> [Text shown]
· · · · ·

Building a Media Server @ Home
 
Fellow FTers,

Its been a while since I got my hands dirty with rebuilding a system and getting it to do crazy things. Its been six months since I got my new laptop and finally, having backed up all the personal data off my old one, I've been toying with the idea of converting the old box into a home media server. Here's what I intend to achieve.

- I will be connecting to this machine an external hard drive that sotres all the media
- Use this machine as a single point media server for all media in my home
- Connect this to a TV with an s-Video cable to eliminate the DVD Player.
- Have this machine accessible over the home network so I can connect to it remotely from any other room and either
a) stream the media to a macine I am using to connect to this and
b) Run programs on this server remotely so if I want to watch a show on TV, I just change the TV Input to the laptop and control that from my laptop.

- Probably also hook up a TV Tuner Card to this machine so all my home entertainment runs through this.

I was wondering if it is possible to do this using Windows XP Professional. I am aware that Linux might be a better choice but I haven't played around with Linux in ages and thus am not very confident.

The machines that I will be using to connect to this box are running Windows Vista Business and Windows XP Pro.

Any tips on how should I go about doing this using Windows XP PRo as my OS of Choice? Using Ubuntu?

· · · · ·

> [Exercise material]

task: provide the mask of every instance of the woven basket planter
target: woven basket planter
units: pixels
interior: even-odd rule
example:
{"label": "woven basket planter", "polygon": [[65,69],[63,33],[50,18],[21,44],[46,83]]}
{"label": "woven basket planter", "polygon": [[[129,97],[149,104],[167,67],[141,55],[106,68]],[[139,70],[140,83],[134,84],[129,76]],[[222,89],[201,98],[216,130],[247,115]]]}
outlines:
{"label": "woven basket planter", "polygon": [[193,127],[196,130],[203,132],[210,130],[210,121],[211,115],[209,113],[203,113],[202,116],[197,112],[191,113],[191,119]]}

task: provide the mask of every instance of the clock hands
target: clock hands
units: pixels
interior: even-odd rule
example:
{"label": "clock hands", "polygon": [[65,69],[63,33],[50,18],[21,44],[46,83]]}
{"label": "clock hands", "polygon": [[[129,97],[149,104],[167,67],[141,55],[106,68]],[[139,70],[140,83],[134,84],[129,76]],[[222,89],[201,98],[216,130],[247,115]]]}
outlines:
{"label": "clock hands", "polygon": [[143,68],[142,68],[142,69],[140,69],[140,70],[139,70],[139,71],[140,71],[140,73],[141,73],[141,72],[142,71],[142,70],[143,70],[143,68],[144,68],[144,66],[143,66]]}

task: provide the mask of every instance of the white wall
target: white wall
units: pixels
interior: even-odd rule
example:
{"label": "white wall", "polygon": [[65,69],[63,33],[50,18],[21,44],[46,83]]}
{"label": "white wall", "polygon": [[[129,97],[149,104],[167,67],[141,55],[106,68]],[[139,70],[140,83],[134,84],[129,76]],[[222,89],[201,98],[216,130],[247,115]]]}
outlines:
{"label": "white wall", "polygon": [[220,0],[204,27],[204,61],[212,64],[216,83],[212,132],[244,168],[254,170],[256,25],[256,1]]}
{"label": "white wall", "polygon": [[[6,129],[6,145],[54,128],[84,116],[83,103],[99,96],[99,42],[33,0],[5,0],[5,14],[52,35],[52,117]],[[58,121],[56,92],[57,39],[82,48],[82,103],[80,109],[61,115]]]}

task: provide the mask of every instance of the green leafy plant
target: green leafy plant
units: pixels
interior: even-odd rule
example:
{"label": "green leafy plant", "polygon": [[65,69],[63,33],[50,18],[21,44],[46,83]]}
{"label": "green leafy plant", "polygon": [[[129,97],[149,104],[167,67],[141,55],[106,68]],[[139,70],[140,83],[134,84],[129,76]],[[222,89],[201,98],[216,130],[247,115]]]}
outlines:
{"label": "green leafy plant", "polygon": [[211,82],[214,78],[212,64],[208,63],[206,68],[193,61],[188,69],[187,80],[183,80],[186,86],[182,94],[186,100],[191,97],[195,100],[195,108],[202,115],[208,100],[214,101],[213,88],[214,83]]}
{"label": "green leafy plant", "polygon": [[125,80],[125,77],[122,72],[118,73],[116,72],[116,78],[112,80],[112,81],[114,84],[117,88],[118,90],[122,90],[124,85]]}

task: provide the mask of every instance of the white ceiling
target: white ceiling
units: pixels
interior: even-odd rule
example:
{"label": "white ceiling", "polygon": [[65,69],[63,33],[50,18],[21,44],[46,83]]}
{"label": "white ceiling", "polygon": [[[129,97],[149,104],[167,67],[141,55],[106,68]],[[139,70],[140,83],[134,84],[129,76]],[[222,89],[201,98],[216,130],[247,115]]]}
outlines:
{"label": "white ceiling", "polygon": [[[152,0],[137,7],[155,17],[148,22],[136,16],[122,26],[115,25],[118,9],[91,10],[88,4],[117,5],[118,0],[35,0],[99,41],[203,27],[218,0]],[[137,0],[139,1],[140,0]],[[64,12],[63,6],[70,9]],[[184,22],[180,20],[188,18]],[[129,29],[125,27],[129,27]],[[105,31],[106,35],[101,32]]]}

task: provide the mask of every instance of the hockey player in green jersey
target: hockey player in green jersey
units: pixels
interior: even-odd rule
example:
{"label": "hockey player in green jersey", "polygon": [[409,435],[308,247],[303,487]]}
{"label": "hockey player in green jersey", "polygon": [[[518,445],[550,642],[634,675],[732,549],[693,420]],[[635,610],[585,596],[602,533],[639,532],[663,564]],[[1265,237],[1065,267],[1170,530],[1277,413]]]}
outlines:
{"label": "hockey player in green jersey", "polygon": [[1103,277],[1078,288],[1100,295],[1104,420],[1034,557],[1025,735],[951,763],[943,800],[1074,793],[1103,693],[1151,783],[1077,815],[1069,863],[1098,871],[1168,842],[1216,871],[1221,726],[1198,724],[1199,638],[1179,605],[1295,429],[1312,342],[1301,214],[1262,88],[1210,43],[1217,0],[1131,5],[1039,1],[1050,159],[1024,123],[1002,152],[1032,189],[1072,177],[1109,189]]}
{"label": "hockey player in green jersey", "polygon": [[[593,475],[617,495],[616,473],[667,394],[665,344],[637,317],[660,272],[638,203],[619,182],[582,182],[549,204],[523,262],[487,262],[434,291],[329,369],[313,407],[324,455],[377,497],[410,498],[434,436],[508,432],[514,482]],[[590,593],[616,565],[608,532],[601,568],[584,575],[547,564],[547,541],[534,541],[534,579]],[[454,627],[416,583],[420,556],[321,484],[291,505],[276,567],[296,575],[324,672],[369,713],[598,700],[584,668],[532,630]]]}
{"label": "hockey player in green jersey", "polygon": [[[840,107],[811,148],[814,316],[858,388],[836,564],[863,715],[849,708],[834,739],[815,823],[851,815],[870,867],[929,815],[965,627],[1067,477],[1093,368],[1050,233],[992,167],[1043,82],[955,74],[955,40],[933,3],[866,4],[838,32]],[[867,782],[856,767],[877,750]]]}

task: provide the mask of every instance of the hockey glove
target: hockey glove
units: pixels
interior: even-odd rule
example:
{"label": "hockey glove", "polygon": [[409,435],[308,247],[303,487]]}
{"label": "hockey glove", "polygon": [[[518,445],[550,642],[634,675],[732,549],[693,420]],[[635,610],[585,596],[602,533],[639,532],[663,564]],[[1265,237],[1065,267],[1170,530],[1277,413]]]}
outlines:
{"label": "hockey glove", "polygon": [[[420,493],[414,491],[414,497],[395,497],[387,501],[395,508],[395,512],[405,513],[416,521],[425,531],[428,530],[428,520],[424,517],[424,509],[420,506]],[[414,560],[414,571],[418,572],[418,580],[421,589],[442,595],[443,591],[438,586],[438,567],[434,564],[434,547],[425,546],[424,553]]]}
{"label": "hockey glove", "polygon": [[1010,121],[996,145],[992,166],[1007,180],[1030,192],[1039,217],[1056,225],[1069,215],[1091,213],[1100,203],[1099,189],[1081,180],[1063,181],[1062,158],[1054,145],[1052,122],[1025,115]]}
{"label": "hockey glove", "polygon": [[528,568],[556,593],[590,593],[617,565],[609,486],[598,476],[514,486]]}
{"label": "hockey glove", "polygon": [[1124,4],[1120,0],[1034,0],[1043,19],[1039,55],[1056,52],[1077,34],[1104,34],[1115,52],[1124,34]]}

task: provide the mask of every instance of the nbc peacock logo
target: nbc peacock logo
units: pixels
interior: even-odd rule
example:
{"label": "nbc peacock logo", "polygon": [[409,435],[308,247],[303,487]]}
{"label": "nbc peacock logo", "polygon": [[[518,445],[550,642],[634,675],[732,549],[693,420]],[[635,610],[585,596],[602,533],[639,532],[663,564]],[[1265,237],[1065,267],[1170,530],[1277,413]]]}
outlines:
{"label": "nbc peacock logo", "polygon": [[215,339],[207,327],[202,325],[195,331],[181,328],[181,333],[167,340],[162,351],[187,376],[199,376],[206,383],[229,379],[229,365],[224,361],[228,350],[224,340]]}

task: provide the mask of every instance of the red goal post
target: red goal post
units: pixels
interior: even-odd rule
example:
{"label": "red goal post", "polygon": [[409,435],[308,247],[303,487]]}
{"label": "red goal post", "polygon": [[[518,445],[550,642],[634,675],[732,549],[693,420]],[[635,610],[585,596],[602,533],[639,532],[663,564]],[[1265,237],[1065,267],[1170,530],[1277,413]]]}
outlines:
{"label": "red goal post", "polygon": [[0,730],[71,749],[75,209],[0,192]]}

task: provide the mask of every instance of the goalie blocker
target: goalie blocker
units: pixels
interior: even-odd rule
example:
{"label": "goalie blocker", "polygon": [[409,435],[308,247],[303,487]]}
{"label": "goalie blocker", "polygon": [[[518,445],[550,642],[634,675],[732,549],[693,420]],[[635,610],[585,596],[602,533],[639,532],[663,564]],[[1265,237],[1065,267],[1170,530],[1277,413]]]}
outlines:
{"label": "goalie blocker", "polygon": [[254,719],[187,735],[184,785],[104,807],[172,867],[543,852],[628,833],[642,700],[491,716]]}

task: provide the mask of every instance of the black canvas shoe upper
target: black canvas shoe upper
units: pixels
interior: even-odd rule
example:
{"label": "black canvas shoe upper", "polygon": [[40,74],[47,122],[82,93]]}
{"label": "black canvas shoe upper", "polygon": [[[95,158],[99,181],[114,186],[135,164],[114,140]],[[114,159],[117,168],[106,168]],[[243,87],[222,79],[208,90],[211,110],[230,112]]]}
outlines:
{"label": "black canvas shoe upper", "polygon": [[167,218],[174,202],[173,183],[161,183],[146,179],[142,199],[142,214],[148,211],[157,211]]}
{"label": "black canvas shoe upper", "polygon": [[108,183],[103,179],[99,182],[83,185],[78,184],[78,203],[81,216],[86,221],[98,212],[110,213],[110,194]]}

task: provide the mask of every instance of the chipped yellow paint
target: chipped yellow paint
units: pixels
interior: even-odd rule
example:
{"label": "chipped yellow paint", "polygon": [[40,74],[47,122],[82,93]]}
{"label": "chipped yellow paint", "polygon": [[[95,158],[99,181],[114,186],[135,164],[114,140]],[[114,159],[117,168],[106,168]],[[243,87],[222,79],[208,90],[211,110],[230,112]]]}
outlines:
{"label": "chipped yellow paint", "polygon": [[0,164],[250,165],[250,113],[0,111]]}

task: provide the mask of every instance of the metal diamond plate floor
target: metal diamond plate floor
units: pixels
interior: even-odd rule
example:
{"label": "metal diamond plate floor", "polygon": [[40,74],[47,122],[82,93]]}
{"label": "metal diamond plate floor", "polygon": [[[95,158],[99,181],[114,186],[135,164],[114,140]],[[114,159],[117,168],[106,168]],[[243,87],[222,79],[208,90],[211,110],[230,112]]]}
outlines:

· · · · ·

> [Task set]
(A) Gather every line of the records that contains the word "hands".
(B) Extend the text on building a home media server, picking up after its final sentence.

> [Answers to the problems]
(A)
task: provide the mask of every instance of the clock hands
target: clock hands
{"label": "clock hands", "polygon": [[65,69],[63,33],[50,18],[21,44],[46,83]]}
{"label": "clock hands", "polygon": [[[129,97],[149,104],[167,67],[141,55],[106,68]],[[139,70],[140,83],[134,84],[129,76]],[[222,89],[201,98],[216,130],[247,115]]]}
{"label": "clock hands", "polygon": [[143,68],[142,68],[142,69],[140,69],[140,70],[139,70],[139,71],[140,71],[140,73],[141,73],[141,72],[142,71],[142,70],[143,70],[143,68],[144,68],[144,66],[143,66]]}

(B)
Cheers

SQ421

SpaceBass Mar 31, 2008 6:21 pm

If you have the option to go to XP Mediacenter edition it may make things a lot easier....otherwise its totally doable with XP Pro but you may be disapointed in the user interface. More than likely you'll have to cobble together something b/t the TV Tuner's propritary software and software to play back tunes, videos and DVDs (I prefer VLC from ww.videolan.org for movies and DVDs and streaming)

sounds like a great project

of course, I have to toss this out...mythbuntu
http://www.mythbuntu.org/
its a pretty painless way to get a linux meida box up and running :D

ScottC Mar 31, 2008 6:21 pm

I've been quite happy with Vista Media Center (part of Vista ultimate and home premium) but have slowly started running into limitations. It doesn't support QAM digital cable (shouldn't be a problem for where you are). Sometimes it just "stalls" for a minute or so, and sometimes the shared network drives I get my media off vanish for an hour or so...

I'm in the process of testing SageTV, I'll report back with my experiences on it :D

My setup consists of an HP Mediasmart server (running Windows Home Server), 6Tb of drives hooked up to it with my media and 2 Vista media boxes (one in the bedroom, one in the living room).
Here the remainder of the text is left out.